(Exercise prompt) Could you copy the data below word for word, leaving out the pictures?

------ Data section

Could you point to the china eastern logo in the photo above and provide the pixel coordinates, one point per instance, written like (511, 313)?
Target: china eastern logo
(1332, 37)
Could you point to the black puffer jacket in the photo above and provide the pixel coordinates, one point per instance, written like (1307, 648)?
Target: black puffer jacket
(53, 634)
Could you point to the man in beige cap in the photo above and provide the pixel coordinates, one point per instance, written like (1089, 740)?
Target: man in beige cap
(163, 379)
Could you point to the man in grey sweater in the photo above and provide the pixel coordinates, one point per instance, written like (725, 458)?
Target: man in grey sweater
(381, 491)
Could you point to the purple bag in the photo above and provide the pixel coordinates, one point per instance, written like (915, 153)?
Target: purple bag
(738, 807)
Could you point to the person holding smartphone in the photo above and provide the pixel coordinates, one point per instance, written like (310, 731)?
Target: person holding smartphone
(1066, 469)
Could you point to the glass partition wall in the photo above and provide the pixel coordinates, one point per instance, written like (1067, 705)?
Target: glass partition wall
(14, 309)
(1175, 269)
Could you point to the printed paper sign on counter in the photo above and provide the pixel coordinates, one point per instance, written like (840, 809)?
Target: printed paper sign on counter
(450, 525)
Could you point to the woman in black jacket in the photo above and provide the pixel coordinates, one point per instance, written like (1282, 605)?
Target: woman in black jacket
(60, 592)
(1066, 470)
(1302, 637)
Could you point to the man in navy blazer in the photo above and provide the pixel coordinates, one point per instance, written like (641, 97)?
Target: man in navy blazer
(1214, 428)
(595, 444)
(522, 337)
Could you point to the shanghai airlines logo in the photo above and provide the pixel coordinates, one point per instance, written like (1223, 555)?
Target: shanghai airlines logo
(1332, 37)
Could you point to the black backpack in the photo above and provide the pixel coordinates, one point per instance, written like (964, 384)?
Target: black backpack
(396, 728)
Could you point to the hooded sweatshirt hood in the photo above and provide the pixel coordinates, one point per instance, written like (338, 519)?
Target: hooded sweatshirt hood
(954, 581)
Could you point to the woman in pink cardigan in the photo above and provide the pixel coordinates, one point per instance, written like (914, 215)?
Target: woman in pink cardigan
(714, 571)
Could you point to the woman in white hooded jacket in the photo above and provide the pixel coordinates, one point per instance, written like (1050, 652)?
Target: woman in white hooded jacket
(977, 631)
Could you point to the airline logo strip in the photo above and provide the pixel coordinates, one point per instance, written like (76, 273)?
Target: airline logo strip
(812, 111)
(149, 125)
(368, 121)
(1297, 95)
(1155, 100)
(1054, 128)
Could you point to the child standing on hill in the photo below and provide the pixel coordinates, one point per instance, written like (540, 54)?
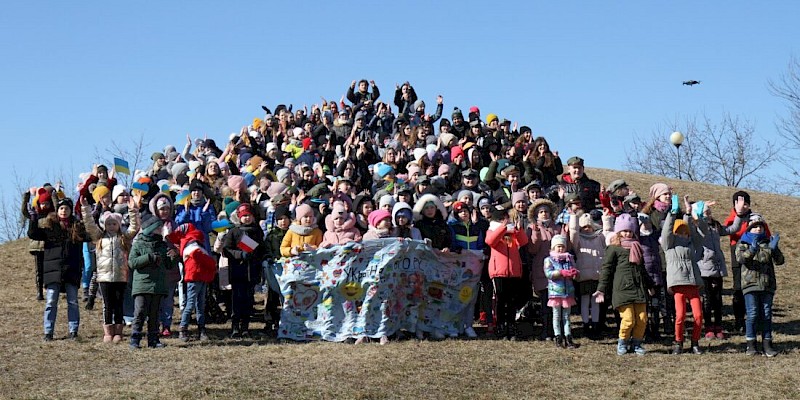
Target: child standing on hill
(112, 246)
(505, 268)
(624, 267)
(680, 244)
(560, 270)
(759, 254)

------------

(The completed task)
Could you point to the china eastern logo in the photo above and provide the pixel coordinates, one point per instance, written like (511, 313)?
Target: china eastern logo
(1332, 37)
Could you point to the black puffer jacket in the photo above and provide the pixel coordinates, one point per instance, written like (1307, 648)?
Target: black puffer jacket
(53, 634)
Could you point to the man in beige cap in the photo above and provide the pixel coordinates, one point per instance, written like (1089, 740)?
Target: man in beige cap
(163, 379)
Could you point to the man in grey sweater in the photo above and provide the pixel coordinates, one point per instance, written like (725, 458)?
Target: man in grey sweater
(381, 491)
Could you point to the purple bag in the photo above and provide the pixel coordinates, one point per instance, written like (915, 153)?
Target: purple bag
(738, 807)
Could you point to the person holding smartphone in the photo above and provide the pixel coordinates, one point per instance, written like (310, 731)?
Target: person holding smartphone
(1066, 469)
Could you point to the glass partition wall in the photo above and provide the pixel coordinates, one point per instance, written like (1067, 705)?
Target: glass partition wall
(14, 309)
(1175, 269)
Could you point to the printed paper sign on counter in the photo above and provide the pixel coordinates, one point per instance, written like (840, 809)?
Target: printed paper sign on counter
(450, 525)
Could you point to the woman in black jacket in the photo above and provide the pixel coordinates, one point per instance, written like (1282, 605)?
Target: woman in black jacket
(60, 592)
(1066, 470)
(1302, 637)
Could you point to the man in navy blazer in the photo above and provide the pixel coordinates, one point per instance, written like (641, 97)?
Target: man in navy blazer
(1214, 428)
(595, 444)
(522, 337)
Could you point to the shanghai airlines logo in the photo above and provide the pixel coordinates, one point per instance, written like (1223, 555)?
Target: shanghai airlines logo
(1332, 37)
Could you point to the black backpack in the photo above and provide the pixel coordinates, one point per instance, written like (964, 384)?
Target: black backpack
(396, 728)
Could you point to the hooded sweatshirt hood in the photo above and provide the pixel coordinates, one point per instance, written like (338, 519)?
Target: hooded sweatshirt hood
(954, 581)
Could you point to the woman in pink cardigan in the photo above and provide the pixel coordinates, one point per instance, written like (914, 215)?
Target: woman in pink cardigan
(714, 571)
Could you point to the woman in white hooded jacket in the photo above and provide the pixel coordinates, one point per instance, written like (1050, 652)?
Target: woman in white hooded jacket
(977, 631)
Could you point to the airline logo strip in the photo above and provide the pixel coordinates, one point per instance, written like (76, 273)?
Target: airline logo strip
(812, 111)
(149, 125)
(368, 121)
(1297, 95)
(1155, 100)
(1054, 128)
Could you point to the child standing on hill in the photo below and provide the pixel coordinates, one point per instance, written like (540, 54)?
Target: child standing on hill
(112, 246)
(505, 268)
(624, 267)
(680, 244)
(560, 270)
(759, 254)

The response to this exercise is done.